**Selected extract**

- This condition is inherited in an autosomal dominant manner
- Specialty: Medical genetics

= Townes–Brocks syndrome =

Townes–Brocks syndrome (TBS) is a rare genetic disease that has been described in approximately 200 cases in the published literature. It affects both males and females equally. The condition was first identified in 1972. It was identified by Philip L. Townes, who was at the time a human geneticists and Professor of Pediatrics, and Eric Brocks, who was at the time a medical student, both at the University of Rochester.

==Signs and symptoms==
TBS patients may have the following symptoms:
- Abnormalities of the external ears (unusually large or small, unusually shaped, sometimes with sensorineural hearing loss or deafness due to lesions or dysfunctions of part of the internal ear or its nerve tracts and centers or conductive hearing loss from the external or middle ear), dysplastic ears, lop ear (over-folded ear helix), preauricular tags or pits (a rudimentary tag of ear tissue typically located just in front of the ear).
- Anorectal malformations, including imperforate anus/absence of an anal opening, rectovaginal fistula, anal stenosis, unusually placed anus.

**Entries provided**
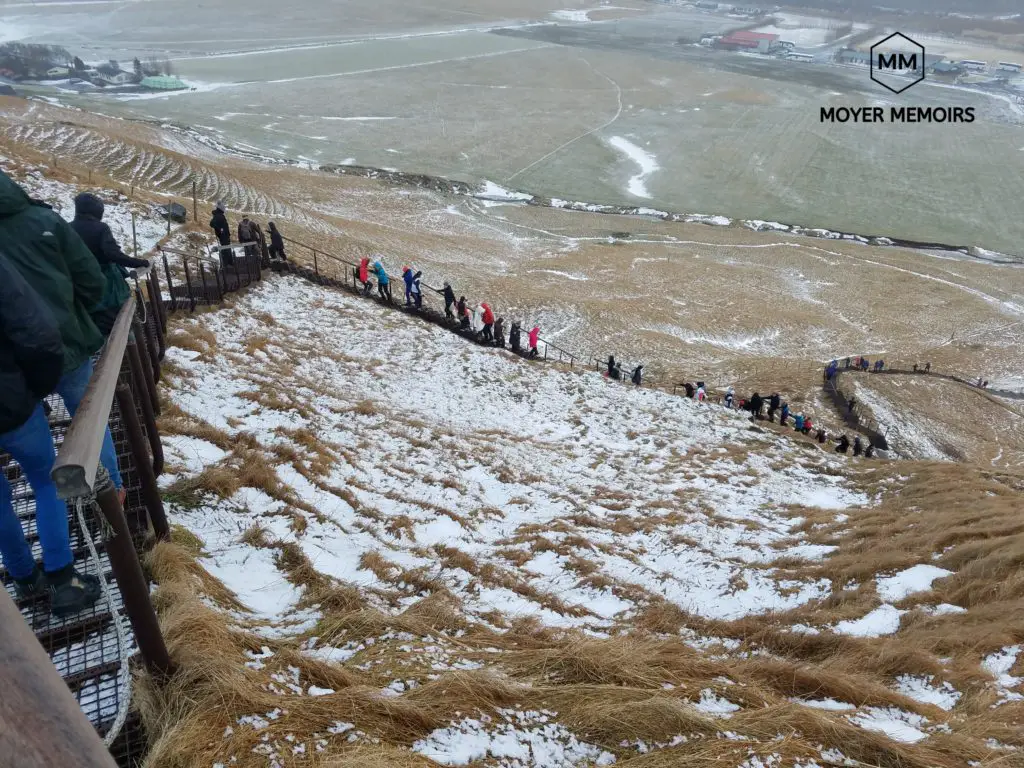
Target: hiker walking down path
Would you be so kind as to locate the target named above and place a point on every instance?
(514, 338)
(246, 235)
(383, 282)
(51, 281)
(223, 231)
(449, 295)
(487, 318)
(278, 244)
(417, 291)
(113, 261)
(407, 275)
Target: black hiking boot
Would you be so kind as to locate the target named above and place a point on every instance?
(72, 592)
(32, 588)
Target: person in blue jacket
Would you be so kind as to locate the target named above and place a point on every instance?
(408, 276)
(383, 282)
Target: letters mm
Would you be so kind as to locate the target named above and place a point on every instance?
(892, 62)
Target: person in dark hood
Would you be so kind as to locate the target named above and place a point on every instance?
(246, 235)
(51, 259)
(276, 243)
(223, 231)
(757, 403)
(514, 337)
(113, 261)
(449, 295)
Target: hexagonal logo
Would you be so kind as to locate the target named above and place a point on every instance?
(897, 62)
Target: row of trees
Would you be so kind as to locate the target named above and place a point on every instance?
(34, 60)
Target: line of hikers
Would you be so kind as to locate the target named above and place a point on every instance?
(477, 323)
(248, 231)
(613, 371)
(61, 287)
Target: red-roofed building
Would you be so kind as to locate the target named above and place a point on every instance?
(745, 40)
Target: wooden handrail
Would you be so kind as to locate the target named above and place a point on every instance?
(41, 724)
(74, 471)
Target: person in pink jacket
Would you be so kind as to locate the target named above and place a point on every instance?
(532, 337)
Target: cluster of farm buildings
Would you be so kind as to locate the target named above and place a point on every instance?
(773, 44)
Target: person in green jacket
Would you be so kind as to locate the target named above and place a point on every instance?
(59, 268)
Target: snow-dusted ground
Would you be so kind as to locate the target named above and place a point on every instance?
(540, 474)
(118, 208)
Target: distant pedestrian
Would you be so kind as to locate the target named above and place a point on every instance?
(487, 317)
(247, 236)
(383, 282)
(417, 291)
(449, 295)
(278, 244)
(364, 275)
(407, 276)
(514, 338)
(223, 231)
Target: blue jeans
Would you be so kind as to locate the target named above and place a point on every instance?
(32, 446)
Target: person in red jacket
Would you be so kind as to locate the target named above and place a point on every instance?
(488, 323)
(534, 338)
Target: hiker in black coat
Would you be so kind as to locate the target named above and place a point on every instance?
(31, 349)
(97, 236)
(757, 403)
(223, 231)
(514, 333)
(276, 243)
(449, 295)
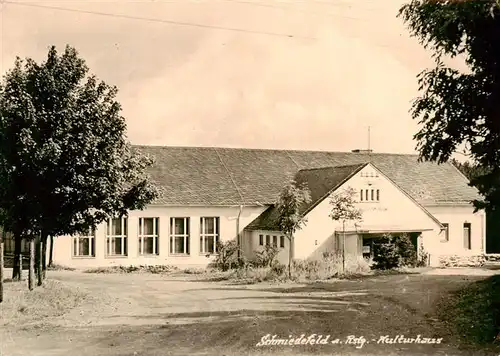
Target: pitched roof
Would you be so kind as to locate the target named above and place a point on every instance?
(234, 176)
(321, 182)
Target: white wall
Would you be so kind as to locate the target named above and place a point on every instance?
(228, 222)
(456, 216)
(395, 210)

**Work item**
Copy out the Townes–Brocks syndrome text in full, exactly as it appears.

**Written solution**
- This condition is inherited in an autosomal dominant manner
- Specialty: Medical genetics

= Townes–Brocks syndrome =

Townes–Brocks syndrome (TBS) is a rare genetic disease that has been described in approximately 200 cases in the published literature. It affects both males and females equally. The condition was first identified in 1972. It was identified by Philip L. Townes, who was at the time a human geneticists and Professor of Pediatrics, and Eric Brocks, who was at the time a medical student, both at the University of Rochester.

==Signs and symptoms==
TBS patients may have the following symptoms:
- Abnormalities of the external ears (unusually large or small, unusually shaped, sometimes with sensorineural hearing loss or deafness due to lesions or dysfunctions of part of the internal ear or its nerve tracts and centers or conductive hearing loss from the external or middle ear), dysplastic ears, lop ear (over-folded ear helix), preauricular tags or pits (a rudimentary tag of ear tissue typically located just in front of the ear).
- Anorectal malformations, including imperforate anus/absence of an anal opening, rectovaginal fistula, anal stenosis, unusually placed anus.